- _Work required_: Once the pictures are set aside, print the records that follow exactly as written.

- _Information supplied_:
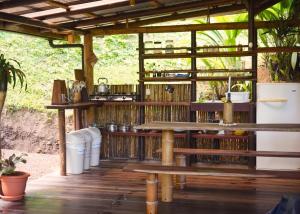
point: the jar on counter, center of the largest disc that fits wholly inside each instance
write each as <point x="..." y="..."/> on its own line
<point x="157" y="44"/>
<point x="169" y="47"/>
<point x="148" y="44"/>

- _Output of the exercise_:
point: the jar on counter, center of the largest disc that fits wholly inside each instance
write each as <point x="..." y="..."/> on its own line
<point x="157" y="44"/>
<point x="169" y="47"/>
<point x="148" y="44"/>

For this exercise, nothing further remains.